Description of the task: Your reply should hold only the lines from the records below where "rocky" occurs.
########################################
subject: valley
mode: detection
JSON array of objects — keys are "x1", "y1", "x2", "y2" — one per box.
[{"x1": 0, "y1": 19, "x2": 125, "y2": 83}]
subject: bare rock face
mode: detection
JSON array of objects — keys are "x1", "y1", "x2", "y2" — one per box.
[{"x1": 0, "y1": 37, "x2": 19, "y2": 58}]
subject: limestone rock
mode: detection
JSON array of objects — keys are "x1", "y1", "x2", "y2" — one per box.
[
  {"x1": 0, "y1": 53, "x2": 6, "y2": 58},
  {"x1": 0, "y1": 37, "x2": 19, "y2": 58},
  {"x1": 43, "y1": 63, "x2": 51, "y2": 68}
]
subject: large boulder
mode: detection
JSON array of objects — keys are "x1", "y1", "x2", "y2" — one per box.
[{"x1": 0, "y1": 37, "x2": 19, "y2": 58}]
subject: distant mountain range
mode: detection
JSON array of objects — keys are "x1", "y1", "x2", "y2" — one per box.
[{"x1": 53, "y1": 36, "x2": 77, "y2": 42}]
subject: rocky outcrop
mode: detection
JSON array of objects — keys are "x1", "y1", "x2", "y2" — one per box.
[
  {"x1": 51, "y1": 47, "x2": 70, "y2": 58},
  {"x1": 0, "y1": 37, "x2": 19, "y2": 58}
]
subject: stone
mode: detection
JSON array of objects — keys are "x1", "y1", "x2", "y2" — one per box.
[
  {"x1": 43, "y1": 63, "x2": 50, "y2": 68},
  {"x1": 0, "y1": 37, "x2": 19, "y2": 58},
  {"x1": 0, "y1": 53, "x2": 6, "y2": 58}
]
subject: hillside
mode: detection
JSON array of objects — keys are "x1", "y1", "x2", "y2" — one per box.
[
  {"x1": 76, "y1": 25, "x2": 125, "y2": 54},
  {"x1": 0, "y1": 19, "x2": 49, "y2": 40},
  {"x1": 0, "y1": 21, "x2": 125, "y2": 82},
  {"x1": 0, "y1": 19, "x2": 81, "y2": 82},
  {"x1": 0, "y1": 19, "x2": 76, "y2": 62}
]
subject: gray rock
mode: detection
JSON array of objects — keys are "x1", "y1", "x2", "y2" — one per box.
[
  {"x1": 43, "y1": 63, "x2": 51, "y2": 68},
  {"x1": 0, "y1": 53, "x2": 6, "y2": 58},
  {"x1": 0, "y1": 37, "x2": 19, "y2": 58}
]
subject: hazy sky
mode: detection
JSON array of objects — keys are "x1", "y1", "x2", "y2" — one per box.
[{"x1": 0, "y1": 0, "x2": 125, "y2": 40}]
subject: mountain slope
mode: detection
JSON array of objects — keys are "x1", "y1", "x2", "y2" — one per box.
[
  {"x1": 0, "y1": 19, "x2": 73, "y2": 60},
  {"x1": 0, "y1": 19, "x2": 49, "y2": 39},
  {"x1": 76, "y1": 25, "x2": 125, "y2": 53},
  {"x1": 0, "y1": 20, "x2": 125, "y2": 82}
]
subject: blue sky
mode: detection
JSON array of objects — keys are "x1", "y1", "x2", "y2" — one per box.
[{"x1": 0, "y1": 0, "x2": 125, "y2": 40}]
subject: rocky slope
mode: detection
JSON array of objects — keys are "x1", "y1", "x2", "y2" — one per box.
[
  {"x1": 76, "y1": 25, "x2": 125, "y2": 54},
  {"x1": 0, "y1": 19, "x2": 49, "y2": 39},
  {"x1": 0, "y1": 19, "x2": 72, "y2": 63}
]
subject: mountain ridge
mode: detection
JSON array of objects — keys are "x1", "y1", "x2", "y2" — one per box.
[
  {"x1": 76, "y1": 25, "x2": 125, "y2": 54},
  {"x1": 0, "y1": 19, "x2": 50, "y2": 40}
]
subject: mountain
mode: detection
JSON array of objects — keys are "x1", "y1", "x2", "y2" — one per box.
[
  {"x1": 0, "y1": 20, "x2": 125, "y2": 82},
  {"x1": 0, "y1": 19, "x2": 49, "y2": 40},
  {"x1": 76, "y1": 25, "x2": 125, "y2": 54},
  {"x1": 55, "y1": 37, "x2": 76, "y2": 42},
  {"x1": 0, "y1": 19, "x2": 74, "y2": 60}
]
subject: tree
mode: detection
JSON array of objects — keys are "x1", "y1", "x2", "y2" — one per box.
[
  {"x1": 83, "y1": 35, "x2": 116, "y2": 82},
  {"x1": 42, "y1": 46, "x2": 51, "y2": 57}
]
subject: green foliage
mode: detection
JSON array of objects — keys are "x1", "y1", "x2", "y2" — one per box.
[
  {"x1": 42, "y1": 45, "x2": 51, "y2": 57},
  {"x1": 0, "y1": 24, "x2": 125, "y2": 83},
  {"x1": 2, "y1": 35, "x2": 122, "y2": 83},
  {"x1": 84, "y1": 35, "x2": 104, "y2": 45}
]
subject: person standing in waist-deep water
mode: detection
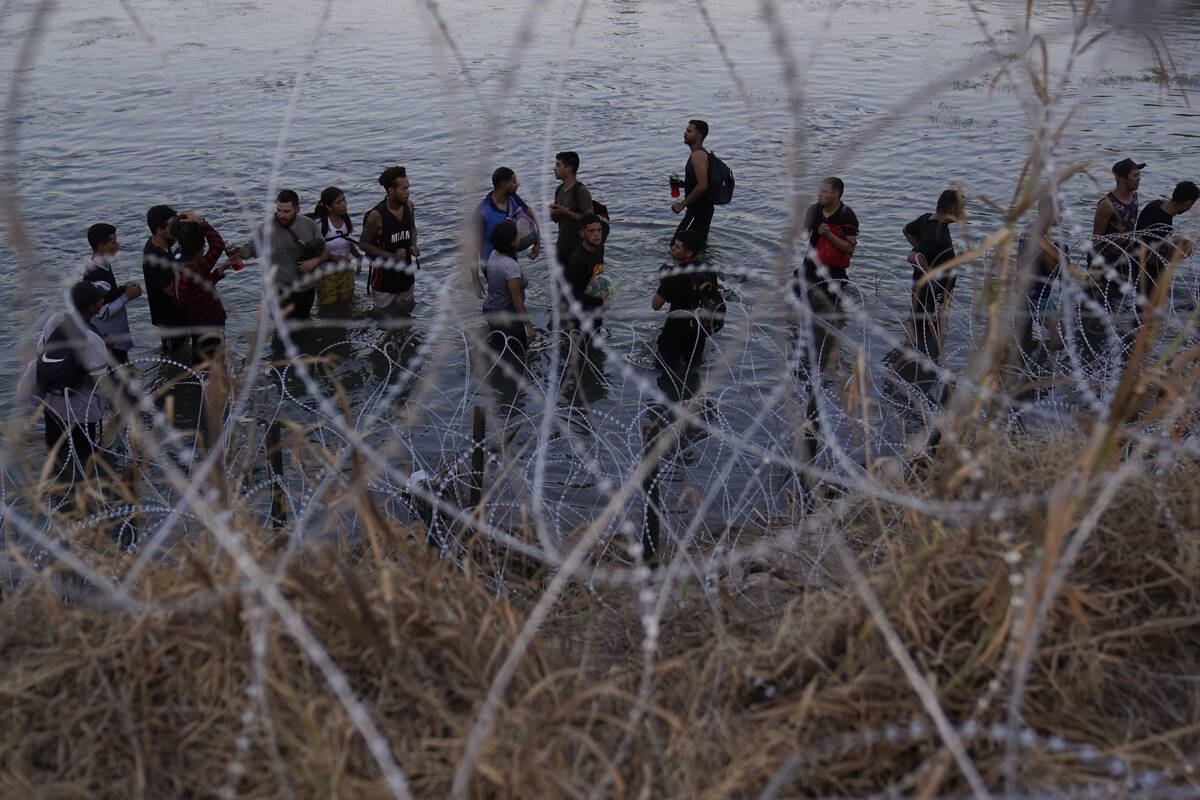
########################################
Reply:
subject: rocky outcrop
subject: rocky slope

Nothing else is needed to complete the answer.